◆ The task
Starting with the line that holds "target | front wheel", reproduce each line through the last one of the data, exactly as written. Pictures are not copied.

** start of Material to process **

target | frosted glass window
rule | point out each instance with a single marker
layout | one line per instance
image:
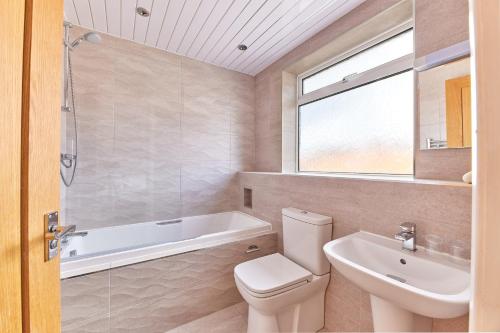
(384, 52)
(364, 130)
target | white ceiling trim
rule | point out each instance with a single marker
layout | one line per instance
(211, 30)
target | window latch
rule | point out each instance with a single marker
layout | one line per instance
(349, 77)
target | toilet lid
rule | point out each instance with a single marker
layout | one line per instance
(270, 273)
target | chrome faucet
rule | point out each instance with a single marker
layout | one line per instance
(408, 235)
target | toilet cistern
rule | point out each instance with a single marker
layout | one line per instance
(408, 236)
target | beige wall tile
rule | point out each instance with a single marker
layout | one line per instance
(158, 295)
(159, 136)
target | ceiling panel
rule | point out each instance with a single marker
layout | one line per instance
(211, 30)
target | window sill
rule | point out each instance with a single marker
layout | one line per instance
(377, 178)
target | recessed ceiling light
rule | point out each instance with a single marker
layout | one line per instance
(142, 11)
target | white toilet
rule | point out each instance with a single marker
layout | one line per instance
(287, 293)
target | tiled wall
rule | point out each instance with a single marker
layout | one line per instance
(159, 136)
(441, 208)
(156, 296)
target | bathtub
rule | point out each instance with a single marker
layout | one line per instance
(105, 248)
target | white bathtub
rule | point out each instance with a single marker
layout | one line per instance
(105, 248)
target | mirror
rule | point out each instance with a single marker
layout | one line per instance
(445, 106)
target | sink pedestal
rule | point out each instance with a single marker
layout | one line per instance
(388, 317)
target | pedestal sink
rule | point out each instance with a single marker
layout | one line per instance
(406, 289)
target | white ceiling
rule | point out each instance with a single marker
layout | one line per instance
(210, 30)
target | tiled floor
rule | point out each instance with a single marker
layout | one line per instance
(231, 319)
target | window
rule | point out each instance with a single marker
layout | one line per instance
(356, 115)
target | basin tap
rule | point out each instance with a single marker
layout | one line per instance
(408, 235)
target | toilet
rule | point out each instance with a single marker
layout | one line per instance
(286, 293)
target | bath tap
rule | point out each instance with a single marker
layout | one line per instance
(408, 235)
(64, 240)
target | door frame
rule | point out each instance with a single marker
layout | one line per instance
(11, 66)
(40, 153)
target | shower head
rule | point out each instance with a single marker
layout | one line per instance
(91, 37)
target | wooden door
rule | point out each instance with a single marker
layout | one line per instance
(485, 298)
(40, 149)
(458, 116)
(11, 65)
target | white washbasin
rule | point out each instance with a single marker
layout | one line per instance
(427, 285)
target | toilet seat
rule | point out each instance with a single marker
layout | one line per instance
(271, 275)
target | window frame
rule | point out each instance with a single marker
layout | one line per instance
(391, 68)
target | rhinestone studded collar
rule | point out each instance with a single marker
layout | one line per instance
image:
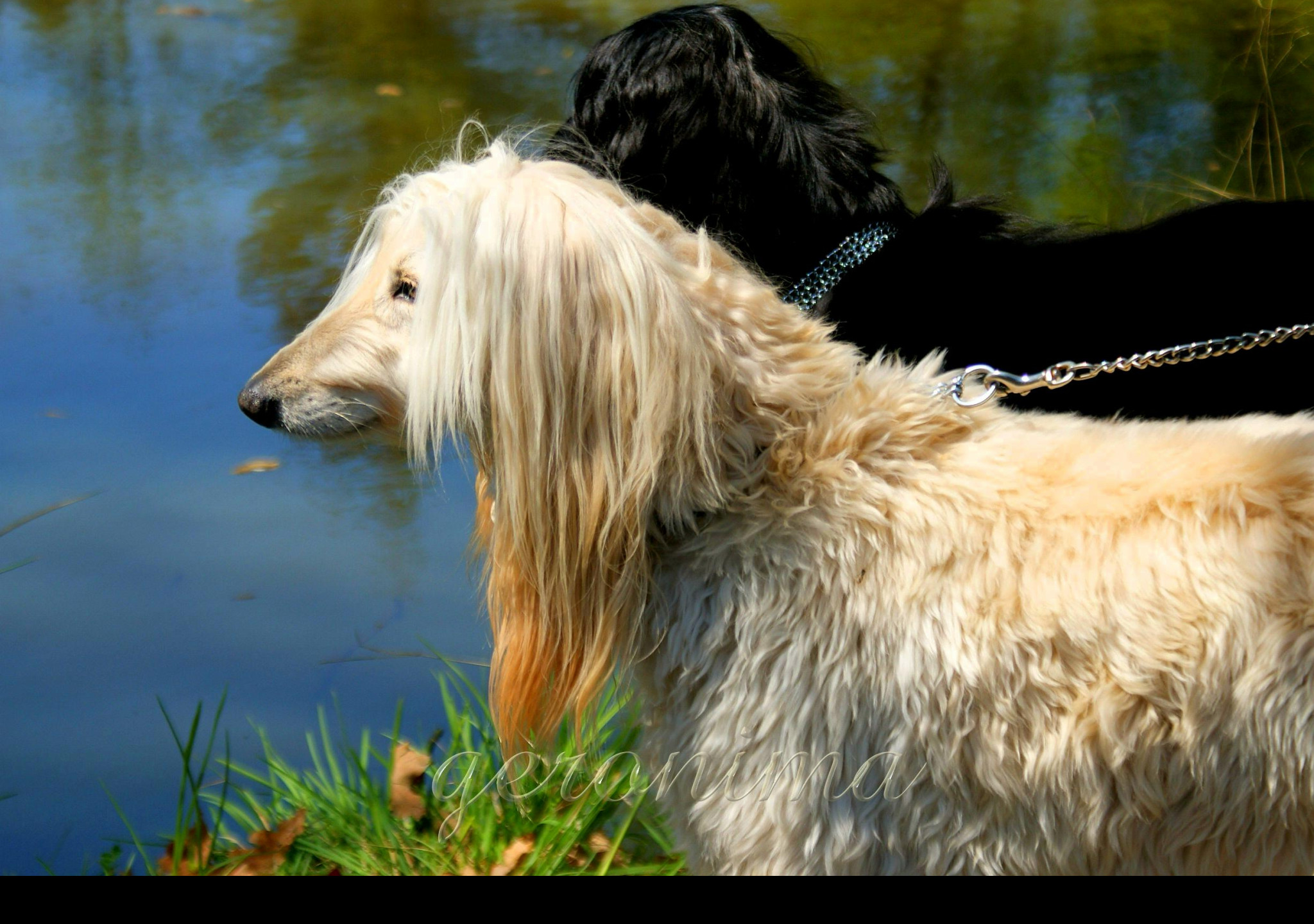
(852, 253)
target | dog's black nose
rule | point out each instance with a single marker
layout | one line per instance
(260, 406)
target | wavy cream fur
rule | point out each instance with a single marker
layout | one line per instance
(1086, 647)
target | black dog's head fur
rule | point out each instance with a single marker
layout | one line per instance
(707, 115)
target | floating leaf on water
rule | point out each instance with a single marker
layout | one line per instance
(409, 768)
(51, 509)
(257, 466)
(268, 848)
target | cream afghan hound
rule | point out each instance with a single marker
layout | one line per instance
(1029, 643)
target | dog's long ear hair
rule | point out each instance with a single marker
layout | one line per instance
(556, 336)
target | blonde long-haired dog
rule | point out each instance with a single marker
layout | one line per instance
(1069, 646)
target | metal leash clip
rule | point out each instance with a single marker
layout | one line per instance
(993, 382)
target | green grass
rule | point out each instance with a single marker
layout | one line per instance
(599, 822)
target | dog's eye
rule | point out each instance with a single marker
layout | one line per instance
(405, 289)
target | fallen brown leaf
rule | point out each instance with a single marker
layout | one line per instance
(409, 768)
(513, 855)
(257, 466)
(195, 853)
(268, 848)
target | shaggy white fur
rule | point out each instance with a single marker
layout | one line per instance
(1029, 644)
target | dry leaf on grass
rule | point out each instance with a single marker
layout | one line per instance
(513, 855)
(257, 466)
(195, 853)
(409, 768)
(268, 848)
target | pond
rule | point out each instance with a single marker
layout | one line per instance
(178, 189)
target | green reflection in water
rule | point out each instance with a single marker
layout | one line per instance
(1108, 111)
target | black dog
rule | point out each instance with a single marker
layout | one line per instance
(710, 116)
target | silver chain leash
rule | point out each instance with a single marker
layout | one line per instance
(993, 382)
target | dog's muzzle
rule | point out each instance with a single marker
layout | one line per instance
(260, 405)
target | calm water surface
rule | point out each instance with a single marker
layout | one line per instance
(176, 195)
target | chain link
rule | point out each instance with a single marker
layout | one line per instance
(993, 382)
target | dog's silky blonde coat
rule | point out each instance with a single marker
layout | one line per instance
(1080, 646)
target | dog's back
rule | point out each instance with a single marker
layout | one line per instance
(1037, 644)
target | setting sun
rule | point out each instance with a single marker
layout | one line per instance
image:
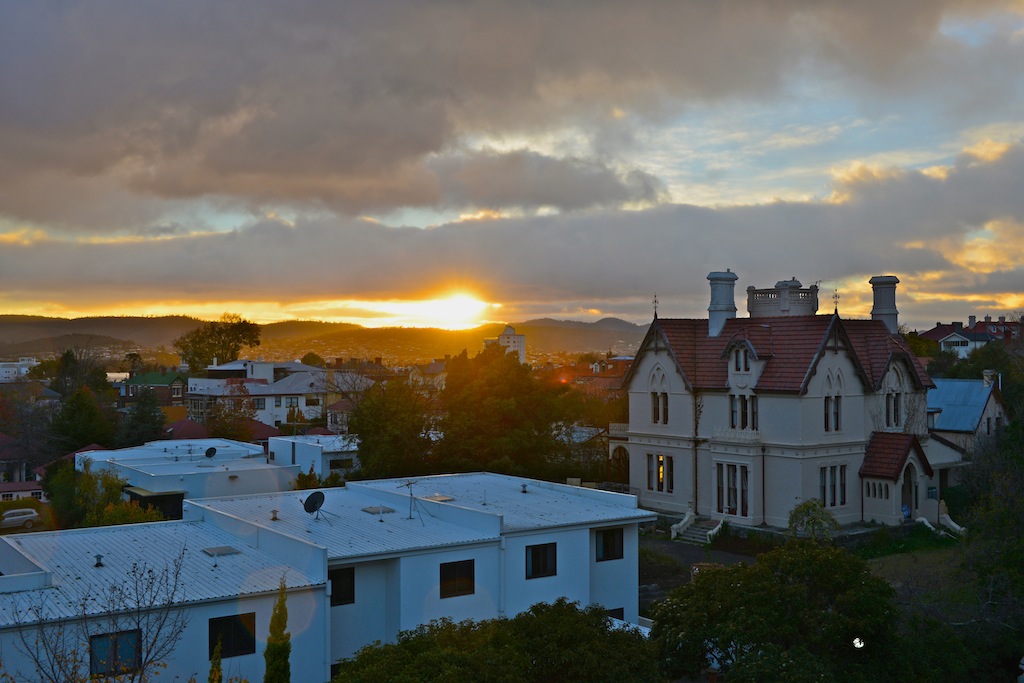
(458, 311)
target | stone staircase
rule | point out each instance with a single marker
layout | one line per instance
(696, 534)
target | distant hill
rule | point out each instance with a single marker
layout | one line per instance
(43, 337)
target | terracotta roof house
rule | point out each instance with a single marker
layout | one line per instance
(740, 419)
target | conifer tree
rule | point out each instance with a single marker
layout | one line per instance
(279, 642)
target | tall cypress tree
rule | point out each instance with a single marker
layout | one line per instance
(279, 642)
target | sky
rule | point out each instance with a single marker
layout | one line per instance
(453, 163)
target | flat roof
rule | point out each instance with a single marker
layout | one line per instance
(345, 527)
(545, 504)
(70, 556)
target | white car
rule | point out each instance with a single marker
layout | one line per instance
(25, 517)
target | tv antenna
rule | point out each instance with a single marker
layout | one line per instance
(312, 506)
(412, 499)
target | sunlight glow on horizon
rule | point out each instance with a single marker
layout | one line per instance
(456, 311)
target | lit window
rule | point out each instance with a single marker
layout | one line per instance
(115, 653)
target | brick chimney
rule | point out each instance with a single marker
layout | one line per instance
(723, 302)
(884, 303)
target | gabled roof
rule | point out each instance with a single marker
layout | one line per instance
(983, 337)
(887, 454)
(962, 403)
(262, 431)
(186, 429)
(790, 345)
(157, 379)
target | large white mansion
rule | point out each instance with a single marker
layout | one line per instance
(742, 418)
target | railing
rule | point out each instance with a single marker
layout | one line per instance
(619, 428)
(741, 435)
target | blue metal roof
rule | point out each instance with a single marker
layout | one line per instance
(962, 402)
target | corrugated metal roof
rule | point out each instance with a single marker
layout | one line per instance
(962, 401)
(70, 555)
(544, 505)
(344, 528)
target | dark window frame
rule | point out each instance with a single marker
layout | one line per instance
(115, 642)
(609, 544)
(458, 579)
(542, 560)
(342, 586)
(237, 634)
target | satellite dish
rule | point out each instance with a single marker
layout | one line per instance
(313, 502)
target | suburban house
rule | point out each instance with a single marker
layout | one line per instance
(741, 419)
(403, 552)
(359, 563)
(168, 385)
(963, 339)
(968, 413)
(61, 588)
(281, 393)
(320, 454)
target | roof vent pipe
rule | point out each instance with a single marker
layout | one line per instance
(884, 301)
(723, 302)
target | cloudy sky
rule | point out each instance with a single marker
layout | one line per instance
(370, 161)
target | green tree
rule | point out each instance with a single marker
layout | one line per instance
(81, 421)
(810, 519)
(805, 611)
(143, 422)
(392, 424)
(222, 340)
(498, 416)
(279, 642)
(231, 416)
(74, 369)
(89, 498)
(549, 642)
(121, 512)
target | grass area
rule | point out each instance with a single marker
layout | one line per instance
(886, 542)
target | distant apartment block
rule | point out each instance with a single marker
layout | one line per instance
(513, 343)
(15, 371)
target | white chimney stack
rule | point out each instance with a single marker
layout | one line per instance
(884, 305)
(723, 303)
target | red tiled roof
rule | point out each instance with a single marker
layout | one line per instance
(262, 431)
(887, 454)
(792, 346)
(320, 431)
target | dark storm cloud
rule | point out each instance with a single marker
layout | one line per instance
(359, 105)
(577, 261)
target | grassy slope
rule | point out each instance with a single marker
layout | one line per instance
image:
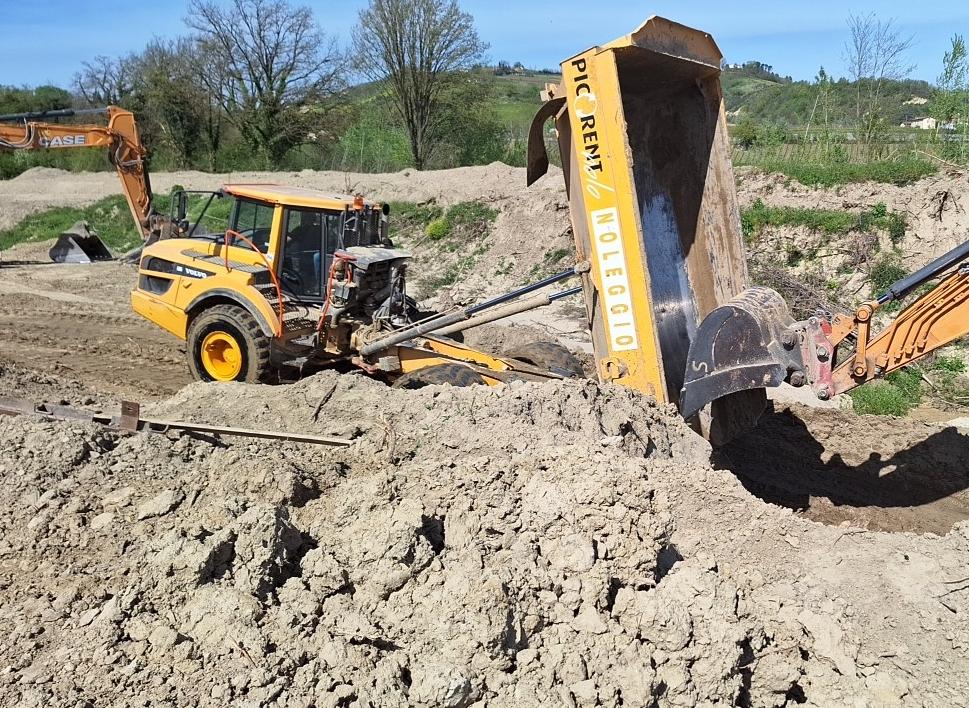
(109, 217)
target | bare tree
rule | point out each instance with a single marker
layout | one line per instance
(104, 81)
(415, 45)
(874, 53)
(276, 66)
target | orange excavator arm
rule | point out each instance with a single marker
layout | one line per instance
(752, 342)
(120, 137)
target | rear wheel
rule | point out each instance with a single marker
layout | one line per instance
(453, 374)
(225, 343)
(547, 355)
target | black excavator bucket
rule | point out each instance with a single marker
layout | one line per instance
(739, 347)
(79, 245)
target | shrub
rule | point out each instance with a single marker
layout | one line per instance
(884, 272)
(439, 228)
(896, 394)
(829, 174)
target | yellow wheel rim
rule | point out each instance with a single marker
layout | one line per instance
(221, 356)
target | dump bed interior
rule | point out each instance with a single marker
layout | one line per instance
(642, 131)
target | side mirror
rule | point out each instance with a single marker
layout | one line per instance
(181, 210)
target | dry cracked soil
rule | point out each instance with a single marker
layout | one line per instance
(565, 544)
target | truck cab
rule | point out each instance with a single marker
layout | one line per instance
(296, 271)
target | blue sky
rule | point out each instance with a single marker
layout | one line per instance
(45, 42)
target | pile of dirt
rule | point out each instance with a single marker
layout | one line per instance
(936, 208)
(562, 544)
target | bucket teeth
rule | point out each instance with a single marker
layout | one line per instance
(79, 244)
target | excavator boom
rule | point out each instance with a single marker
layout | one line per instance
(751, 342)
(31, 131)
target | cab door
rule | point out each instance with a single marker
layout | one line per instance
(310, 237)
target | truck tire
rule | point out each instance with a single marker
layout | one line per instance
(547, 355)
(453, 374)
(225, 343)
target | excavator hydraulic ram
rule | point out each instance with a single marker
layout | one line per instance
(643, 139)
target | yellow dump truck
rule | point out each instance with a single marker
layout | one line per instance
(307, 278)
(303, 278)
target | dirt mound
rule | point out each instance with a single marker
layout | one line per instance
(565, 544)
(936, 208)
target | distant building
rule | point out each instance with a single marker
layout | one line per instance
(921, 123)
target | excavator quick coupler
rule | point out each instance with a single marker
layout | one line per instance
(753, 343)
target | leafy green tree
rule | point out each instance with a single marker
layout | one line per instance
(414, 45)
(950, 104)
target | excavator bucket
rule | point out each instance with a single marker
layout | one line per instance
(79, 244)
(642, 133)
(738, 347)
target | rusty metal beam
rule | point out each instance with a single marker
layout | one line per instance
(130, 420)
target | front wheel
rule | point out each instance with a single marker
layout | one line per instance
(225, 343)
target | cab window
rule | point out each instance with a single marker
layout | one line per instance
(254, 221)
(311, 237)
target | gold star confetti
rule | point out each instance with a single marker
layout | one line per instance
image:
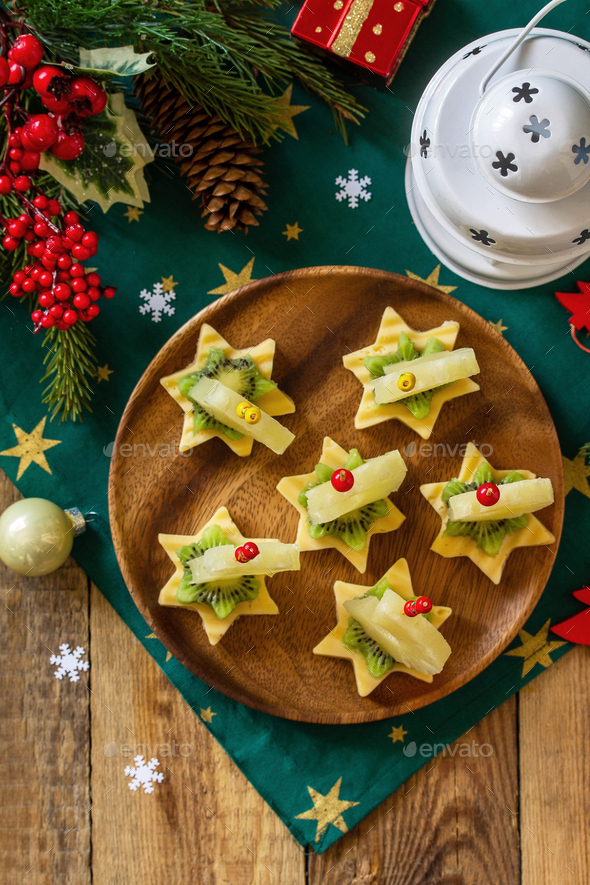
(31, 448)
(103, 372)
(498, 327)
(293, 231)
(288, 111)
(576, 473)
(233, 280)
(168, 283)
(534, 534)
(327, 810)
(291, 486)
(213, 626)
(432, 280)
(534, 649)
(390, 329)
(398, 578)
(132, 213)
(397, 734)
(168, 653)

** end of Material to process **

◆ Exercise solution
target | front wheel
rule | point out each instance with a single marker
layout | one line per instance
(225, 343)
target | cab window
rule | point out each instance with a single marker
layout | one line per instance
(254, 221)
(311, 237)
target | gold star confetti
rule | point out each instance with a single marker
layout | one line per instance
image:
(31, 448)
(103, 372)
(498, 327)
(293, 231)
(288, 111)
(576, 473)
(233, 280)
(168, 283)
(534, 534)
(327, 810)
(291, 486)
(213, 626)
(432, 280)
(534, 649)
(390, 329)
(398, 578)
(132, 213)
(397, 734)
(168, 653)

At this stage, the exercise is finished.